▸ What the task asks:
Please format everything from the start of the listing down to the line containing "[0,0,698,339]", that line included, as a JSON list of strings with one string per line, leaving out blank lines.

--- start ---

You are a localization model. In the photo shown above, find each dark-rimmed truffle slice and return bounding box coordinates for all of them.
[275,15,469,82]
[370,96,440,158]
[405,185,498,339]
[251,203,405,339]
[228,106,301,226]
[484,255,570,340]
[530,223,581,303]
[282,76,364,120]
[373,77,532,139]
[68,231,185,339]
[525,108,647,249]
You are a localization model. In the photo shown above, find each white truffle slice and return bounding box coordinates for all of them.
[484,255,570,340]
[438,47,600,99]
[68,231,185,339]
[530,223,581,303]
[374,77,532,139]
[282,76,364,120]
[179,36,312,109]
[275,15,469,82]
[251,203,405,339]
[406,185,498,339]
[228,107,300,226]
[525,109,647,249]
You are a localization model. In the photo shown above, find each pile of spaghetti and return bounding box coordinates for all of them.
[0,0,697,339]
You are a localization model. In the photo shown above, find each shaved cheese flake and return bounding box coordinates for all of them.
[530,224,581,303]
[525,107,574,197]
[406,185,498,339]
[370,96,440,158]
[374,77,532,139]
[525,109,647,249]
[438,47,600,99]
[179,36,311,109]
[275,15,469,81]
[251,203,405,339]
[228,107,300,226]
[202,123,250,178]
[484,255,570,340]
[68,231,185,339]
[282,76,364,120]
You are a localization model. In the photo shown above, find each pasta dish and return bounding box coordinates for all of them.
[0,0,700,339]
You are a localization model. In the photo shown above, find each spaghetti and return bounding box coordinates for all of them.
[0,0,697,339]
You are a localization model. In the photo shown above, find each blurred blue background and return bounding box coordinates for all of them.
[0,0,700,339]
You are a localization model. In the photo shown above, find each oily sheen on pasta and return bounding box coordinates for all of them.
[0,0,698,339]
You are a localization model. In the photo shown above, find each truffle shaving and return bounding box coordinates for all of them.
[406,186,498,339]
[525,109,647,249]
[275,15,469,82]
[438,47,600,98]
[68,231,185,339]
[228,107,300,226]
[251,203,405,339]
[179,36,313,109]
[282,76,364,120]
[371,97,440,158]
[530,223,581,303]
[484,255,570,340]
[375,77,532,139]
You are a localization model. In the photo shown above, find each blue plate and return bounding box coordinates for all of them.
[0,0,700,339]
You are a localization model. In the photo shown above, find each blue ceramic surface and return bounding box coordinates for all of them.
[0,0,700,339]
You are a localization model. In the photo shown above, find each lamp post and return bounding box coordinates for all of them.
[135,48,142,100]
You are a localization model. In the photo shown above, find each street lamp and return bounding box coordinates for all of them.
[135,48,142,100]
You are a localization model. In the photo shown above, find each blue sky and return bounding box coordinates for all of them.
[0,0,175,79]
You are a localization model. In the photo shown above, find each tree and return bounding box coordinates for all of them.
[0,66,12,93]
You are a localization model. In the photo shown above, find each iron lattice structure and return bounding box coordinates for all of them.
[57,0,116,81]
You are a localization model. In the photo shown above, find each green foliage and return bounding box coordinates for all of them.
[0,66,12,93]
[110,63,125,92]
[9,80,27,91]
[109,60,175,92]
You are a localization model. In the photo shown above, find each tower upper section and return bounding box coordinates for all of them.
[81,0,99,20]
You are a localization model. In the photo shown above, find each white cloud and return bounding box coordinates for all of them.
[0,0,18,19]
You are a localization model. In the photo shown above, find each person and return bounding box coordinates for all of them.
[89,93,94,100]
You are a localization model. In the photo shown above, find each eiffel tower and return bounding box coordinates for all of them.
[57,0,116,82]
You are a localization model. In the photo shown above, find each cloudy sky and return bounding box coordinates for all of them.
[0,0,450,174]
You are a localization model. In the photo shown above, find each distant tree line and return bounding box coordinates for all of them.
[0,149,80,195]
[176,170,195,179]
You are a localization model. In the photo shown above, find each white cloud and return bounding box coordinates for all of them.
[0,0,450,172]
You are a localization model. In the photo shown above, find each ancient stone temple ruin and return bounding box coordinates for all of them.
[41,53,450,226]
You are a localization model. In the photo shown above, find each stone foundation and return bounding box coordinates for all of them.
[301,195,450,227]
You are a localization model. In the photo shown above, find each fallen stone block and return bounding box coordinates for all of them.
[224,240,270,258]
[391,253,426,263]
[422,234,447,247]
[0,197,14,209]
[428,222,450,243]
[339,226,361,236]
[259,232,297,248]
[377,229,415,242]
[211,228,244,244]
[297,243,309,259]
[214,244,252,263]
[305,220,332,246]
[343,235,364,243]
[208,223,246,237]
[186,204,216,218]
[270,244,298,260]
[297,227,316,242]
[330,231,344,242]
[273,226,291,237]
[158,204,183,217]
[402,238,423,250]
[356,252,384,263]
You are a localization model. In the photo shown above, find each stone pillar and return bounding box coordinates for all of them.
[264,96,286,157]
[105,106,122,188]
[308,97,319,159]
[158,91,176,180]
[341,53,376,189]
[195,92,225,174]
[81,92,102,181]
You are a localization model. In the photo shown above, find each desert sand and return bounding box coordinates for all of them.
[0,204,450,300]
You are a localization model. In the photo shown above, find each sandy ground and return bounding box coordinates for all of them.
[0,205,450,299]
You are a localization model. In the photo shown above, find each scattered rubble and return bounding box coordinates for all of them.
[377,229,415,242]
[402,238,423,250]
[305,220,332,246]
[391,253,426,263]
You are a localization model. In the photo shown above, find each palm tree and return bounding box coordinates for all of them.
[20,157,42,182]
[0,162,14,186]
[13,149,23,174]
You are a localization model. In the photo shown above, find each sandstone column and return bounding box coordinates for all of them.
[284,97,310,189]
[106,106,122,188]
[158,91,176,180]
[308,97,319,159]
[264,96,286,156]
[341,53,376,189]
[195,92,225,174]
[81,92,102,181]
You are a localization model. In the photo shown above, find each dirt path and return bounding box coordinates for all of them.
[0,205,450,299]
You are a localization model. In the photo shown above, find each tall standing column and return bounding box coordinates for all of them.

--- end ---

▸ Written reply:
[
  "You are a localization model. In the photo shown above, find each dark-rimmed truffle slice and return bounding box coordinates for all of them.",
  "[275,15,469,82]",
  "[370,96,440,158]",
  "[405,185,498,339]",
  "[251,203,405,339]",
  "[228,106,301,226]",
  "[484,255,570,340]",
  "[530,223,581,303]",
  "[282,76,364,120]",
  "[373,77,532,139]",
  "[68,231,185,339]",
  "[525,108,647,249]",
  "You are a localization model. In the photo shown above, find each white truffle slice and return bounding box coordinates for all of them.",
  "[484,255,570,340]",
  "[438,47,600,99]",
  "[68,231,185,339]",
  "[530,223,581,303]",
  "[374,77,532,139]",
  "[282,76,364,120]",
  "[179,36,312,109]",
  "[275,15,469,82]",
  "[251,203,405,339]",
  "[406,185,498,339]",
  "[228,107,300,226]",
  "[525,109,647,249]",
  "You are a localization model. In the photo shown above, find each pile of spaghetti and return bounding box coordinates for all of them.",
  "[0,0,697,339]",
  "You are a localization model. In the photo shown above, find each shaved cheese flake and return bounding box coordinates for all of them.",
  "[530,224,581,303]",
  "[525,107,574,197]",
  "[406,185,498,339]",
  "[370,96,440,158]",
  "[374,77,532,139]",
  "[525,109,647,249]",
  "[438,47,600,99]",
  "[179,36,311,109]",
  "[275,15,469,81]",
  "[251,203,405,339]",
  "[228,107,300,226]",
  "[202,123,250,178]",
  "[484,255,570,340]",
  "[68,231,185,339]",
  "[282,76,364,120]",
  "You are a localization model. In the photo shown above, find each pasta dish and return bounding box coordinates for all of them.",
  "[0,0,700,339]",
  "You are a localization model. In the photo shown above, find each spaghetti and return bounding box coordinates for all of them.",
  "[0,0,697,339]",
  "You are a localization model. In the photo shown above, find each blurred blue background and return bounding box coordinates for all of them.",
  "[0,0,700,339]",
  "You are a localization model. In the photo shown above, find each oily sheen on pasta and return bounding box coordinates for all of them.",
  "[0,0,698,339]"
]